### ТЕКСТ ДЛЯ ЧТЕНИЯ
Вот здесь и возникает вопрос в том, что бы пойти на конфликт с судом и заявить о нарушении со стороны судьи не в отсутствии присяжных, а в их присутствии.
Внепроцессуальные конфликты могут быть различны по интенсивности и продолжительности, по кругу вовлеченных в них лиц, по причинам и последствиям. Бывают конфликты растягивающиеся на весь процесс и выливающиеся в каждодневное препирательство судьи и адвоката, но так же существуют ситуации, когда конфликт протекает молниеносно. Так, одной из типичных форм такого конфликта является заявление стороны защиты о недозволенных методах получения от подсудимого «чистосердечных признаний». Само по себе такое заявление делается в минимальные временные рамки, в результате чего, сторона обвинения и суд не успевают заблаговременно на это среагировать. Таким образом ко времени «ответных действий» со стороны суда, стороной защиты поставленная цель уже выполнена и продолжение этого конфликта для стороны защиты смысла и значения не имеет. Однако если сторона защиты успокоилась, это не значит, что суд ей это «забудет». Само развитие конфликта зависит от решимости сторон идти «до конца» в своем решении. Естественно, что приемы и методы применяемые сторонами тем решительнее и обширнее, чем выше интенсивность конфликта. В итоге самым радикальным приемом суда является удаление адвоката из зала суда.
Впрочем, разработка их классификаций вряд ли будет иметь серьезное практическое значение, а раз так, то оставим эту деятельность теоретикам и займемся более полезными вопросами.
Причины внепроцессуальных конфликтов
Теперь пришло время сказать несколько слов о наиболее частых причинах возникновения внепроцессуальных конфликтов. Такие причины, как застарелые обиды сформировавшиеся в других процессах, личные антипатии, либо какие-то совершенно внепроцессуальные факторы, как то опоздание к началу судебного заседания и т.п. в данном случае разбирать не будем, поскольку избежать этих причин конфликта, задача любого мало-мальски ответственного и сознательного адвоката и задумывающегося о своей предстоящей участи подсудимого.
В экономике есть понятие «управление кризисами». То есть для какой то глобальной смены системы, которая невозможна при нормальном, эволюционном развитии, необходимо инициировать кризис. Именно в рамках кризиса, при правильном подходе и контроле его развития возможно добиться требуемых и порой совершенно фантастических изменений. Так вот, конфликт в уголовном процессе, это что-то подобное.
Применительно к позиции стороны защиты, в самом общем виде причины конфликта могут быть следующие:
- Попытка реализации своих законных (или, что уж греха таить- не очень) прав и интересов.
- Попытка стороны защиты оспорить какие либо действия суда или прокуратуры (либо законные, либо незаконные) что в свою очередь вызывает ответную реакцию суда и прокуратуры.
######
### ПРЕДОСТАВЛЕННЫЕ МАТЕРИАЛЫ
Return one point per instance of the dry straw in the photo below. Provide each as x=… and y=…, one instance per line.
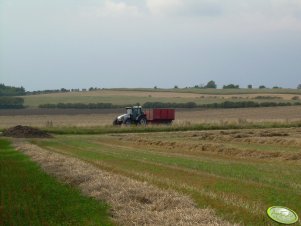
x=132, y=202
######
УСЛОВИЕ ЗАДАНИЯ:
Продолжите текст о внепроцессуальных конфликтах защиты с судом, начиная сразу после его последней фразы. Материалы для выполнения не понадобятся.

ОТВЕТ:
Использование внепроцессуального конфликта.
Конфликт, в деле с участием присяжных, штука почти неизбежная. Но если конфликта в процессе не удается избежать, то нет ли возможности использовать его на благо защиты? Да, возможно.
Ценность конфликта в уголовном процессе с участием присяжных заседателей состоит в том, что он позволяет «сорвать маски» с лицемеров из числа стороны обвинения и суда. В силу того, что конфликт требует максимального эмоционального накала, у противника очень часто утрачивается контроль не только за эмоциями но и за высказываниями. Вот в такой ситуации и возможны ошибки обвинения и суда, которые заметят и обязательно учтут присяжные заседатели. В то же время стороне защиты нужно уметь «держать удар» и достойно вести себя в любом эмоциональном давлении.
К числу положительных (для защиты) эффектов от конфликта, можно отнести следующие:
- Создание апелляционного повода
Так в процессе в отношении Тихонова и Хасис судья, которому непосредственно в ходе заседания доложили о том, что в сети Интернет на одном из сайтов пользователи интересуется его личными данными, со страху и от собственной дурости не нашел ничего лучше, как устроить допрос подсудимых и … их адвокатов, на предмет того, что им известно о данном факте. Справедливости ради следует сказать, что апелляционная инстанция этот довод отклонила (впрочем и все остальные- тоже) а вот что по этому поводу думает Страссбург пока неизвестно, однако жалоба признана приемлемой и производство по ней заведено.
В другом нашумевшем деле «НСО-Север» в ходе конфликта подсудимый высказал в адрес прокурора угрозы а прокурор, от большого ума написал заявление в отношении подсудимого по ст. 119 УК РФ. Дело возбудили а прокурор продолжил работать по делу и довел дело до обвинительного приговора. Вот только дальше начался цирк, поскольку фактически получилось, что прокурор имел по делу личный интерес.
Впрочем, тут совершенно очевидно, что спрогнозировать такие результаты конфликта а уж тем более его последствия- практически невозможно. Если бы прокурор проявил бы чуть больше выдержки или правовой грамотности, то не пришлось бы думать, как прекратить это дело по реабилитирующим основаниям.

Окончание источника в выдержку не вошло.